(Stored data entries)

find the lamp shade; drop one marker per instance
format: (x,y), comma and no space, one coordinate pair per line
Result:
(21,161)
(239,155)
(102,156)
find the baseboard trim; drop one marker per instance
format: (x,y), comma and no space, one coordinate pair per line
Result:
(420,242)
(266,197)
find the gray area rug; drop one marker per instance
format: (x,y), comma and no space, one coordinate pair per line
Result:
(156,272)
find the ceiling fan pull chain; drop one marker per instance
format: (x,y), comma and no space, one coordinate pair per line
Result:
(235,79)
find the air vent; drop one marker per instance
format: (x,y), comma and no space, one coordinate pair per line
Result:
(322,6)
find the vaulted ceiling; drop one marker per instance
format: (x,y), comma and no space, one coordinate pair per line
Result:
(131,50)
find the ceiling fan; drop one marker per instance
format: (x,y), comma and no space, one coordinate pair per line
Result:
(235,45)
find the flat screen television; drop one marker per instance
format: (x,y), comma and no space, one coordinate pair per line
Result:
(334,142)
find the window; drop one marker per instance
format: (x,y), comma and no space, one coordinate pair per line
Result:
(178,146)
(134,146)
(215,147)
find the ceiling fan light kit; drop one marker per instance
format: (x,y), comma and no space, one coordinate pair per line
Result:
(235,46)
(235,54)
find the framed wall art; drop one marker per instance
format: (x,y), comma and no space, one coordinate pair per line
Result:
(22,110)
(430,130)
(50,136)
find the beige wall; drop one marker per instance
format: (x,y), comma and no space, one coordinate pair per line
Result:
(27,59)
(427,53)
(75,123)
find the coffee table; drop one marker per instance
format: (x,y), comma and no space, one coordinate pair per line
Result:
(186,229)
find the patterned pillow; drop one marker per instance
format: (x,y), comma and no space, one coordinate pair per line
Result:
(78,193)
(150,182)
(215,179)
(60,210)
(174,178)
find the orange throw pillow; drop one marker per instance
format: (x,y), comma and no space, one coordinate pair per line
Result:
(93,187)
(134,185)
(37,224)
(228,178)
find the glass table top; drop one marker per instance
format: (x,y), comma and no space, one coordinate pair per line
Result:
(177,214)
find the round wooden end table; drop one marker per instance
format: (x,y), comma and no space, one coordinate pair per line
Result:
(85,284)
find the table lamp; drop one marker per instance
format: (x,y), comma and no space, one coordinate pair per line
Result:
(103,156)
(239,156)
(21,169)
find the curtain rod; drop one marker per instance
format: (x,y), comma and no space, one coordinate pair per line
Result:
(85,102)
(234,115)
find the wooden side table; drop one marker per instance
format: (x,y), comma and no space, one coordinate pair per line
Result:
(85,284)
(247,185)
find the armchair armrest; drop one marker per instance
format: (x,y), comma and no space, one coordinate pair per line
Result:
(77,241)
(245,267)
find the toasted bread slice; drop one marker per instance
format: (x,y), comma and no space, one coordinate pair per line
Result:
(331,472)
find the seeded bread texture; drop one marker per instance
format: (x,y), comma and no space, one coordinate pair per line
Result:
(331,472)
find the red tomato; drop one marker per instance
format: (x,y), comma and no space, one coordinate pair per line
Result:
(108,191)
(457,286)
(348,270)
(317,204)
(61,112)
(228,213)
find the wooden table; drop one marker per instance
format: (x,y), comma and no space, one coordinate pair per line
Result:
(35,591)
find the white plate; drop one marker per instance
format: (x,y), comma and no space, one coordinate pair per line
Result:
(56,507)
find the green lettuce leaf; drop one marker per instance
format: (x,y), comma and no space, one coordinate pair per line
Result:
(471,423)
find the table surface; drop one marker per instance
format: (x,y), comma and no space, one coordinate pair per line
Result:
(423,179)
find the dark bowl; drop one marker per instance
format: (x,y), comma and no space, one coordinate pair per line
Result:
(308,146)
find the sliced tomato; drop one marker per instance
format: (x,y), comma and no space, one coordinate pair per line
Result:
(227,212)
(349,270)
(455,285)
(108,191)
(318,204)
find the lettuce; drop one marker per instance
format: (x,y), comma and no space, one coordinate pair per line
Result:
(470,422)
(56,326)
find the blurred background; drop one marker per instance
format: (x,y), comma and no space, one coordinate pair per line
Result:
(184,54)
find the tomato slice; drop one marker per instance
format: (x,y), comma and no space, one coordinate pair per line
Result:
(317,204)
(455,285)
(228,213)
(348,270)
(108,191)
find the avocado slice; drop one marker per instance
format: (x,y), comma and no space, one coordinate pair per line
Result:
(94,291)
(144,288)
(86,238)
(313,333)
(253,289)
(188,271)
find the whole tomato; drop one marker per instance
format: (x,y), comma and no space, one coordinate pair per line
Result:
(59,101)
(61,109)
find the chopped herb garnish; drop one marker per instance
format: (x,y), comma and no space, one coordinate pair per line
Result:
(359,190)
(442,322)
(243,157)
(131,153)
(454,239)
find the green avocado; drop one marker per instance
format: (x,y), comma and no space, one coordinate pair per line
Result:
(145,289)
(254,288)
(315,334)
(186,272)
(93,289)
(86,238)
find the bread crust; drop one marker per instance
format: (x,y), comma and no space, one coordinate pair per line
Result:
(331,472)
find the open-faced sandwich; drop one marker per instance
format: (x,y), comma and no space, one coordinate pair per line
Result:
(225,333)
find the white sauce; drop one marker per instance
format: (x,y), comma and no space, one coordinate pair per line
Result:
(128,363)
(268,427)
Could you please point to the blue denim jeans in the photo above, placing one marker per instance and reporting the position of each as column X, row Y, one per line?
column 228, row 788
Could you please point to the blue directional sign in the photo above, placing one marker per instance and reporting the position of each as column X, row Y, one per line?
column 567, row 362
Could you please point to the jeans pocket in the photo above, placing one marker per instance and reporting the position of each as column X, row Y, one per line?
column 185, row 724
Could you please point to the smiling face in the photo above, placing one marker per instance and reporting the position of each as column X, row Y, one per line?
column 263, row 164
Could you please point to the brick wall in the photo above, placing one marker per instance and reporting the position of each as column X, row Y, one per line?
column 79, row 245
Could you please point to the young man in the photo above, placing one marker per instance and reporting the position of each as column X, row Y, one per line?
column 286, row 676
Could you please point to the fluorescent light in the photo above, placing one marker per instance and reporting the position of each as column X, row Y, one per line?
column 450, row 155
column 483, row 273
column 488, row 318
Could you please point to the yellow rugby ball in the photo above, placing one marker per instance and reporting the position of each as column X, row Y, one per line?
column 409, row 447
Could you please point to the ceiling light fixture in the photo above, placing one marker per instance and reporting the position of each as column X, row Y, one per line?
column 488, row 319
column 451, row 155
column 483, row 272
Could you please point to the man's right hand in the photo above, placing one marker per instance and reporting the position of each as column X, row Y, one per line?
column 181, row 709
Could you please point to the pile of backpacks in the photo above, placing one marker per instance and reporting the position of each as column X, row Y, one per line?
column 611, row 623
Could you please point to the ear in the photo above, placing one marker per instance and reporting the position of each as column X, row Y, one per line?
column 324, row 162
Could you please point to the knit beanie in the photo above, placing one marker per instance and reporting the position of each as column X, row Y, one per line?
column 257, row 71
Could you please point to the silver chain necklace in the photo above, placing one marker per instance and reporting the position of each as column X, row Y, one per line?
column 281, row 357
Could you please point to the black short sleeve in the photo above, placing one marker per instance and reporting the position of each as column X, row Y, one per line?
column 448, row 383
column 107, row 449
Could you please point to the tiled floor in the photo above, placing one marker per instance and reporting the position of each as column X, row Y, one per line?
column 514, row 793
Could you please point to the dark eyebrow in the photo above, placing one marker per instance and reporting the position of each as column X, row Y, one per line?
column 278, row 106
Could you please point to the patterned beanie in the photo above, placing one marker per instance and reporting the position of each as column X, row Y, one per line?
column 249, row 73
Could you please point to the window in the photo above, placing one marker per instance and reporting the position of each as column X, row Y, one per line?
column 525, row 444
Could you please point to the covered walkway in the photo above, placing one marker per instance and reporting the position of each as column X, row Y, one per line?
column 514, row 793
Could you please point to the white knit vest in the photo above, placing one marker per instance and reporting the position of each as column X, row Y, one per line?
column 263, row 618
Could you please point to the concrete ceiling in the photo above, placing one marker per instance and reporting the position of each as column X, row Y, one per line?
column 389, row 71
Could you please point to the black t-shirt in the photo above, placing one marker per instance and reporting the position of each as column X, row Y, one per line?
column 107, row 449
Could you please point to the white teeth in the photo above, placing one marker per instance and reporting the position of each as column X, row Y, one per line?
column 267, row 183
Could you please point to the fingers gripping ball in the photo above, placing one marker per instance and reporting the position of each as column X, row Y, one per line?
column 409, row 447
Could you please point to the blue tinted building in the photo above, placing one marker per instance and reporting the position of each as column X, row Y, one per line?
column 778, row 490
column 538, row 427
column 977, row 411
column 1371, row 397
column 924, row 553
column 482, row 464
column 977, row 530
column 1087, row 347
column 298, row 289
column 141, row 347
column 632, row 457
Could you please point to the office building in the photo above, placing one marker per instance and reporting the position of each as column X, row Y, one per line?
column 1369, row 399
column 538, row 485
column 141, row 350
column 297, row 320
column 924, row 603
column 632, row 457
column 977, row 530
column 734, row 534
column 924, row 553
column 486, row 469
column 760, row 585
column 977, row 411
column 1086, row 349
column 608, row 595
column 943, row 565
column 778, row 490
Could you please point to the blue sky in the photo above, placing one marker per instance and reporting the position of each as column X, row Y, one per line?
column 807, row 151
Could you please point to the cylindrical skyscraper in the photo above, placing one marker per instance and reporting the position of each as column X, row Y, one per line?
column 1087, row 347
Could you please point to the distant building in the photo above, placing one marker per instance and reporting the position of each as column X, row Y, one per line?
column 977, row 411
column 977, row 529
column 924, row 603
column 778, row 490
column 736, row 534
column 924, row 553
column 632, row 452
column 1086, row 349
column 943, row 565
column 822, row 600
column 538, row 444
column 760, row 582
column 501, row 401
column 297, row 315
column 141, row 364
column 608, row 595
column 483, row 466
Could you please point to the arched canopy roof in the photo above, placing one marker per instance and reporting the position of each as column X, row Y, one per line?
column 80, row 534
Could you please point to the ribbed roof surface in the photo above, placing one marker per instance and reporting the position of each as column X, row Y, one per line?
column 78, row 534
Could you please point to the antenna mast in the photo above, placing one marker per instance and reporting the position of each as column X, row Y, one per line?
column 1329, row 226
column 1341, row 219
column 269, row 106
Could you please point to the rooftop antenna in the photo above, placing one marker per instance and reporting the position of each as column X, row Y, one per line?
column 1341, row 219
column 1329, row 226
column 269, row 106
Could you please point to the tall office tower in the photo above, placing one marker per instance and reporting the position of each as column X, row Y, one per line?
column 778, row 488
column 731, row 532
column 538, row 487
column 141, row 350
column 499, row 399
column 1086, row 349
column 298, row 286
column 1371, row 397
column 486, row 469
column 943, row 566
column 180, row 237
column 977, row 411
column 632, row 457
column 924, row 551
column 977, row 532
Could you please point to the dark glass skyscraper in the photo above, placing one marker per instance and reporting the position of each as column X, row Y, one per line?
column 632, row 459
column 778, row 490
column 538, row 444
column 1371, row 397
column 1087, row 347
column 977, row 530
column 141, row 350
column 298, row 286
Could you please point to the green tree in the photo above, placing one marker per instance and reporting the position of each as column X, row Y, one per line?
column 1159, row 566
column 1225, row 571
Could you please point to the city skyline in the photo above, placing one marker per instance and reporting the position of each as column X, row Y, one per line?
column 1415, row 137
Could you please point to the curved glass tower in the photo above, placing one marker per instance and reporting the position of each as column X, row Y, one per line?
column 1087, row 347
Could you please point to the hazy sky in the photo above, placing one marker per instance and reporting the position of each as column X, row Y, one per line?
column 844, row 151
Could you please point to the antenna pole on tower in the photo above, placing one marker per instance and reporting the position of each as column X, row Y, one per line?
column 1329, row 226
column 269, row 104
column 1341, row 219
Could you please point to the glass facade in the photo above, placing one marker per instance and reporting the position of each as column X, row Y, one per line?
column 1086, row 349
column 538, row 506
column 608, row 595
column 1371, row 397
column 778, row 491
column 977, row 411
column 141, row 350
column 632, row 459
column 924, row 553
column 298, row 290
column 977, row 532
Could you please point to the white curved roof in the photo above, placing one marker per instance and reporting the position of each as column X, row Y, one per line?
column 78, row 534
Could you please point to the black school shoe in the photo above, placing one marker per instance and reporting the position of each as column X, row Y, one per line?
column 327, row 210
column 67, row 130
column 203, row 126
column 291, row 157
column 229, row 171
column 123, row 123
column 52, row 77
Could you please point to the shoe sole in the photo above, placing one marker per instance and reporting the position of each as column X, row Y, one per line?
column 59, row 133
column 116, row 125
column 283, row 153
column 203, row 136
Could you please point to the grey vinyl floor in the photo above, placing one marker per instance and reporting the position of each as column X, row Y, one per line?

▶ **TASK DESCRIPTION**: Scan the entries above and copy each line where "lamp" occurs.

▶ **SOLUTION TO THE PROBLEM**:
find the lamp shade; drop one marker per instance
find the table lamp; drop one marker per instance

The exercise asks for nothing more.